◆ DATASET RECORDS
== == ==

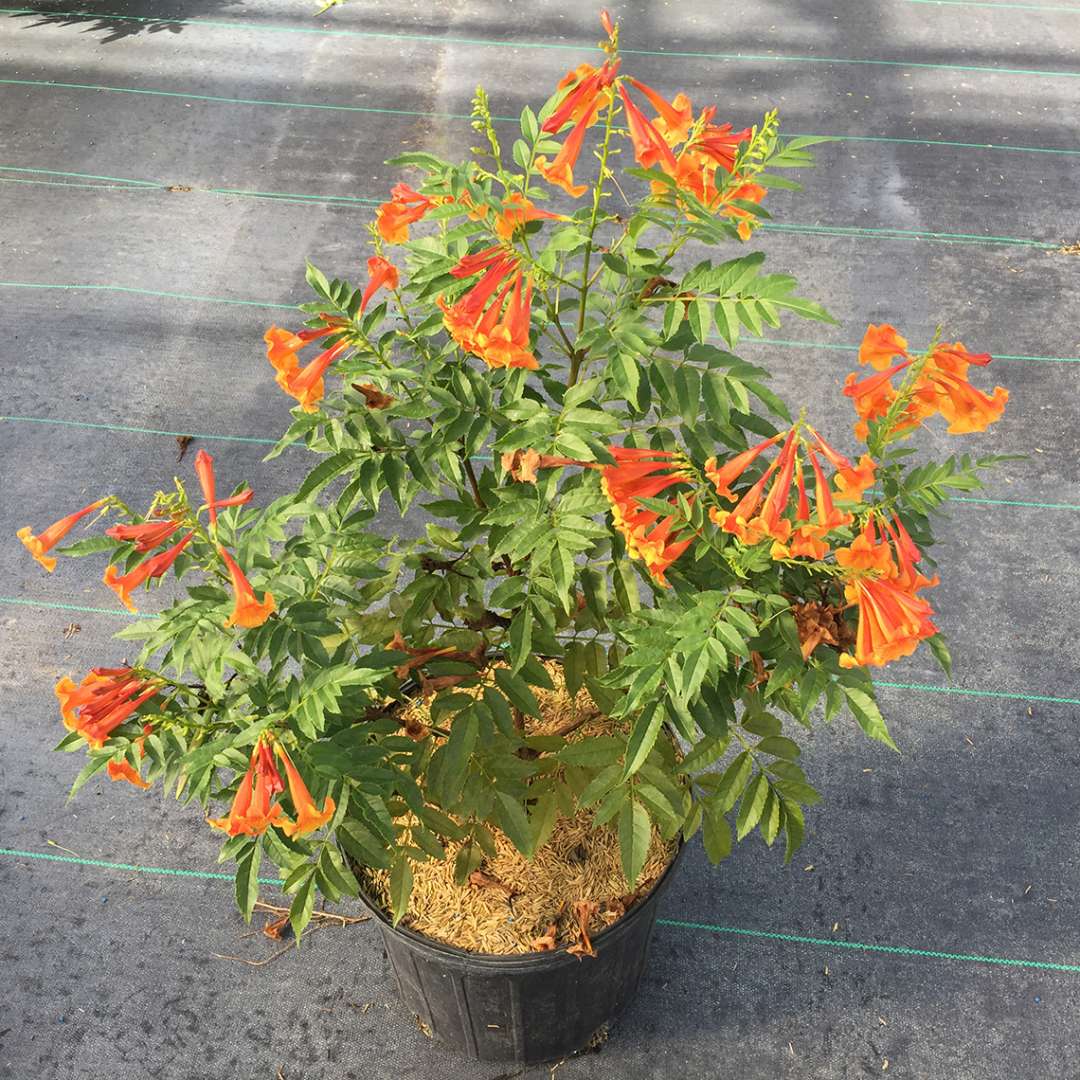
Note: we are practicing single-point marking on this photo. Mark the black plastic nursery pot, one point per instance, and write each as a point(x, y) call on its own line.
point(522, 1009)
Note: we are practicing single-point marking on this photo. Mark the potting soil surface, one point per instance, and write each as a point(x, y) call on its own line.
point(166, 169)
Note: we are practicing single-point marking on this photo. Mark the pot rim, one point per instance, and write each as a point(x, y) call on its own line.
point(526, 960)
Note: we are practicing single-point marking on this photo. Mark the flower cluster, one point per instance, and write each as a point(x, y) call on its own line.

== == ==

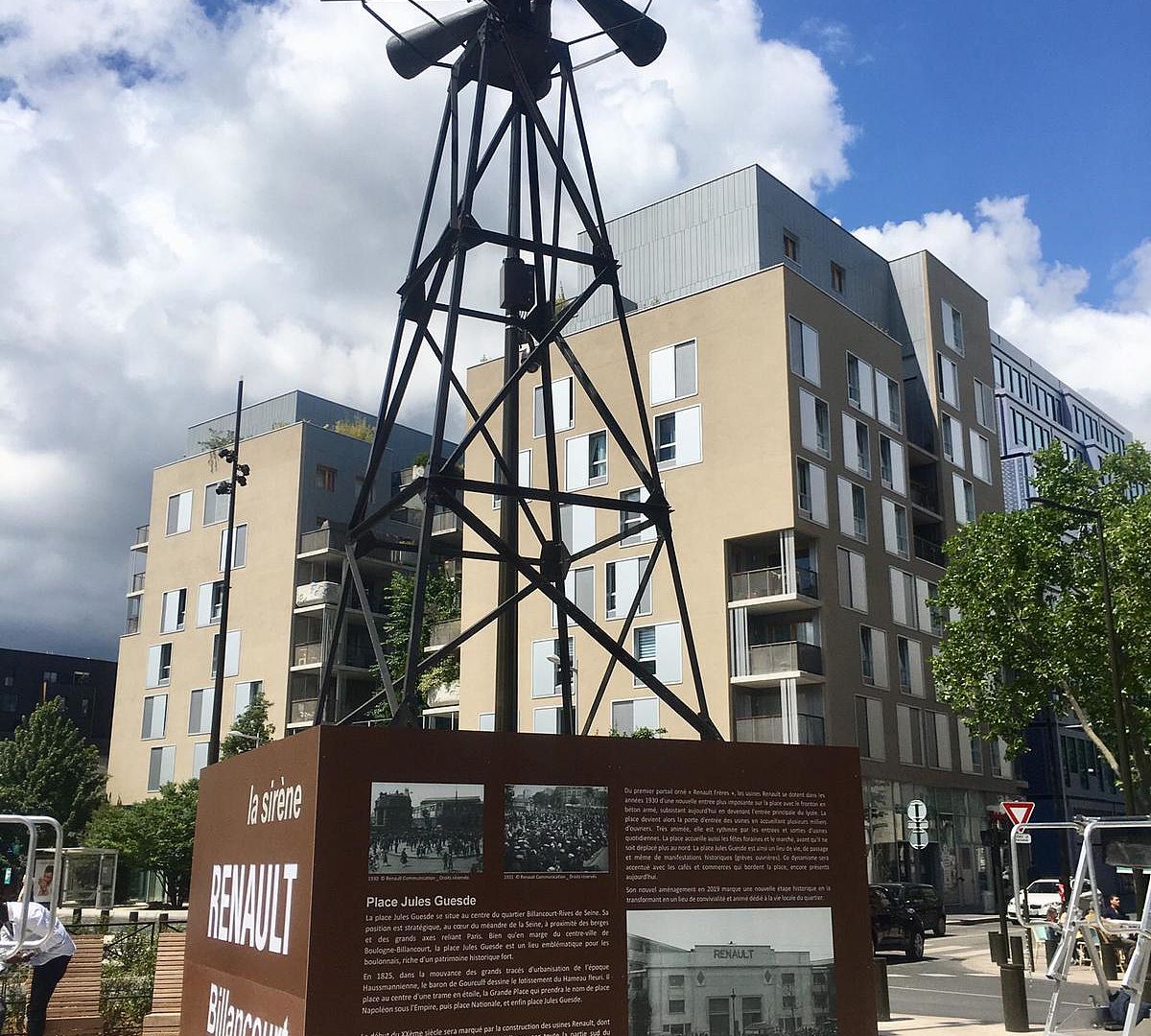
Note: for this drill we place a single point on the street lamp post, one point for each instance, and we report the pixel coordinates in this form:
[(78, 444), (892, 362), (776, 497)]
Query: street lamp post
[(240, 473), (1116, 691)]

== == ==

◆ YOUR OBJECTIVE
In the data above, which lines lie between the line with "Mark the black" and the line with "Mark the flower", inclusive? Print those lines exactly and nothing else.

◆ SOLUTION TO THE PROBLEM
Note: we are practicing single-point marking on this photo. Mark the black plastic nursery pot, one point per instance, and write each as a point(x, y) call on its own line.
point(522, 1009)
Note: we are practicing single-point marking on this photo. Mark the potting soil surface, one point per instance, and write each as a point(x, y) call on its own line.
point(166, 169)
Note: we are practicing single-point marking on this photo. Mark the pot rim, one point per instance, and write each as a point(x, y) call on its own line.
point(526, 960)
Note: we are practicing single-point marking on this photo. Mark the flower cluster, one point per instance, and write each as a point(x, y) call on its own line.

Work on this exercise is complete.